29211 Beijing 2008 Wrestling ... Silver Germany GER
29212 Beijing 2008 Wrestling ... Bronze Lithuania LTU
29213 Beijing 2008 Wrestling ... Bronze Armenia ARM
29214 Beijing 2008 Wrestling ... Gold Cuba CUB
29215 Beijing 2008 Wrestling ... Silver Russia RUS

29216 rows × 12 columns

For our first figure, we'll count how many medals have been won in total by each country, then take the top thirty:

data['Country'].value_counts().head(30)
United States     4335
Soviet Union      2049
United Kingdom    1594
France            1314
Italy             1228
                  ... 
Spain              377
Switzerland        376
Brazil             372
Bulgaria           331
Czechoslovakia     329
Name: Country, Length: 30, dtype: int64

And turn it into a bar chart:

data['Country'].value_counts().head(30).plot(kind='barh')

png

Ignoring other asthetic aspects of the plot, it's obvious that we need to change the size - or rather the shape. Part of the confusion over sizes in plotting is that sometimes we need to just make the chart bigger or smaller, and sometimes we need to make it thinner or fatter. If we just scaled up this plot so that it was big enough to read the names on the vertical axis, then it would also be very wide. We can set the size by adding a figsize keyword argument to our pandas plot() function. The value has to be a tuple of sizes - it's actually the horizontal and vertical size in inches, but for most purposes we can think of them as arbirary units.

Here's what happens if we make the plot bigger, but keep the original shape:

import matplotlib.pyplot as plt
data['Country'].value_counts().head(30).plot(kind='barh', figsize=(20,10))

png

And here's a version that keeps the large vertical size but shrinks the chart horizontally so it doesn't take up so much space:

import matplotlib.pyplot as plt
data['Country'].value_counts().head(30).plot(kind='barh', figsize=(6,10))

png

Drawing a figure using matplotlib

OK, but what if we aren't using pandas' convenient plot() method but drawing the chart using matplotlib directly? Let's look at the number of medals awarded in each year:

plt.plot(data['Year'].value_counts().sort_index())

png

This time, we'll say that we want to make the plot longer in the horizontal direction, to better see the pattern over time. If we search the documentation for the matplotlib plot() funtion, we won't find any mention of size or shape. This actually makes sense in the design of matplotlib - plots don't really have a size, figures do. So to change it we have to call the figure() function:

plt.figure(figsize=(15,4))
plt.plot(data['Year'].value_counts().sort_index())

png

Notice that with the figure() function we have to call it before we make the call to plot(), otherwise it won't take effect:

plt.plot(data['Year'].value_counts().sort_index())

# no effect, the plot has already been drawn
plt.figure(figsize=(15,4))

png

Drawing a figure with seaborn

OK, now what if we're using seaborn rather than matplotlib? Well, happily the same technique will work. We know from our first plot which countries have won the most medals overall, but now let's look at how this varies by year. We'll create a summary table to show the number of medals per year for all countries that have won at least 500 medals total.

(ignore this panda stuff if it seems confusing, and just look at the final table)

summary = (
    data
    .groupby('Country')
    .filter(lambda x : len(x) > 500)

Information provided —
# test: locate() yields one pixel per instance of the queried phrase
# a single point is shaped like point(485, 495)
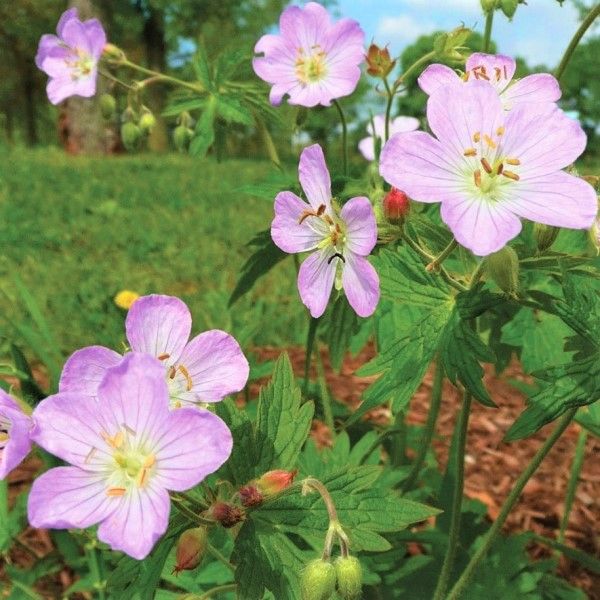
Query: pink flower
point(14, 434)
point(498, 71)
point(340, 240)
point(206, 368)
point(313, 60)
point(71, 59)
point(397, 125)
point(126, 450)
point(489, 167)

Written task — Which distinct figsize values appear in the code of the plotting tutorial?

Reply to the task — (20,10), (6,10), (15,4)